━━━ Material for this task

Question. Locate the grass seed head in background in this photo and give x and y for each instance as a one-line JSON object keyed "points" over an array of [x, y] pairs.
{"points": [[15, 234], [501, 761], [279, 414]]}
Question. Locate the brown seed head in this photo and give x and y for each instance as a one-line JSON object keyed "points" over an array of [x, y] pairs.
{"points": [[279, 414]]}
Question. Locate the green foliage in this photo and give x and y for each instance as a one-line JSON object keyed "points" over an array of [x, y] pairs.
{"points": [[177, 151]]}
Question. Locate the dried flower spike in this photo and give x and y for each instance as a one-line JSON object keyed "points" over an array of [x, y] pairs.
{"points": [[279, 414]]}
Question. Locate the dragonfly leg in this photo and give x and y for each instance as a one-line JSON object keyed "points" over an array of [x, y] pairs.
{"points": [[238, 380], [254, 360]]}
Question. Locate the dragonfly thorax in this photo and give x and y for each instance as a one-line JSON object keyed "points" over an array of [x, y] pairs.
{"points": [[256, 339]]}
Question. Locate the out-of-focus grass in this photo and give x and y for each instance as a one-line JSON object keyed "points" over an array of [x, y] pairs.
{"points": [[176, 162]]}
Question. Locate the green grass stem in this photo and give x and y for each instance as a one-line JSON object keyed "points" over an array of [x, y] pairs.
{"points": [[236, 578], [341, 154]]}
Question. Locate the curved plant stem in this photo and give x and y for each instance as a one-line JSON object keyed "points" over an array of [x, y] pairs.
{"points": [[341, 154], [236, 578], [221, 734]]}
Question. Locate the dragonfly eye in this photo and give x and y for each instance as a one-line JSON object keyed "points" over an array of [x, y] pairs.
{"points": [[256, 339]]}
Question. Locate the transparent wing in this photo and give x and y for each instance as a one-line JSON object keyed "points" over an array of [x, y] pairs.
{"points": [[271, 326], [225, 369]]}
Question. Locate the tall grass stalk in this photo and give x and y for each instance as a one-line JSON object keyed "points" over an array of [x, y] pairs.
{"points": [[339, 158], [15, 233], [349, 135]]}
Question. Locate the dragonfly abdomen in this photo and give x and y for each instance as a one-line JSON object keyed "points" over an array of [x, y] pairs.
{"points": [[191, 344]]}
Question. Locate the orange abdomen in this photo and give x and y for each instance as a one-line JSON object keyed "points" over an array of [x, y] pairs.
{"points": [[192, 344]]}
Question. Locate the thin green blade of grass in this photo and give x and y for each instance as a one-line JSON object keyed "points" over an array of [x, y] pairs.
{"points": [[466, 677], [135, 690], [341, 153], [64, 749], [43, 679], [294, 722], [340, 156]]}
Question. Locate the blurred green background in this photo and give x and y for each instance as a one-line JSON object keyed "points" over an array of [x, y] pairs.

━━━━━━

▶ _Exercise description_:
With every word kept as it is, set down the entries again.

▶ _Finished task_:
Question. Locate the grass seed head in background in this photo and give x and y for each instance as a one-line JSON object keyed "points" over an array of [x, y] pairs.
{"points": [[15, 234], [501, 761], [279, 414]]}
Question. Locate the brown seed head in this photo and give x and y for each instance as a one-line JSON object keyed "points" over an array of [x, y] pairs.
{"points": [[279, 414]]}
Question. Locate the green foliage in this photo and give x and y for each instance as a one-line JSON object keyed "points" over an array of [x, y] pairs.
{"points": [[177, 151]]}
Question. Locate the dried flower spike in this photo and give x and y for each instance as a one-line JSON object keyed "points" over an array of [x, y] pairs.
{"points": [[279, 414]]}
Question. Locate the dragonfly leg in this photo and give x and y for each instance as a one-line JSON object keyed "points" over an array of [x, y] pairs.
{"points": [[238, 380], [254, 360]]}
Question. Locate the dragonfly thorax in this photo and give x and y for each instance as a one-line JSON object keyed "points" over an array of [x, y] pairs.
{"points": [[256, 339]]}
Question. Locate the out-of-focus grass in this photo and give x and y for each instance as a one-line JSON object keyed "points" over an array of [x, y] pairs.
{"points": [[176, 162]]}
Question. Locate the green grass stem in this photo and give x and y for each instance as a one-line JSON object keyed "points" over an array of [x, y] pairs.
{"points": [[236, 578], [341, 154]]}
Question. Locate the curved plant stem in this photo and give x and y for each instance as a one-line JSON object keyed "points" over an array of [x, y] pairs.
{"points": [[341, 154], [236, 578], [221, 734]]}
Question. Locate the dragonfly eye in this photo and give x and y for each instance as a one-line JSON object keyed "points" over an array of [x, y] pairs.
{"points": [[256, 339]]}
Question. Locate the transparent wing in this photo and give x and y for each instance as a one-line JSON object keyed "points" over an array of [x, y] pairs.
{"points": [[271, 326], [225, 369]]}
Question. Locate the tall grass stalk in this photo and give x and y for each instance as a one-line JSON object keyed "points" over an array of [x, y] pairs.
{"points": [[339, 158], [15, 233], [349, 135]]}
Question. Locate the dragonfly abdomen in this photo and give x and y for each instance as a one-line JSON object keyed "points" over an array of [x, y] pairs.
{"points": [[191, 344]]}
Question. Locate the orange abdomen in this photo and give x and y for each instance as a one-line JSON object keyed "points" over an array of [x, y] pairs.
{"points": [[192, 344]]}
Question. Locate the thin green blade of grass in this photo and give x and y for each instance as a one-line JSON object keyed "points" over an array of [x, y] pairs.
{"points": [[466, 677], [135, 690], [341, 153], [64, 749], [43, 679], [294, 722], [340, 156]]}
Question. Locate the blurred green background in this photo and give x and y for each instance as a one-line JSON object keyed "points" over an array of [x, y] pairs.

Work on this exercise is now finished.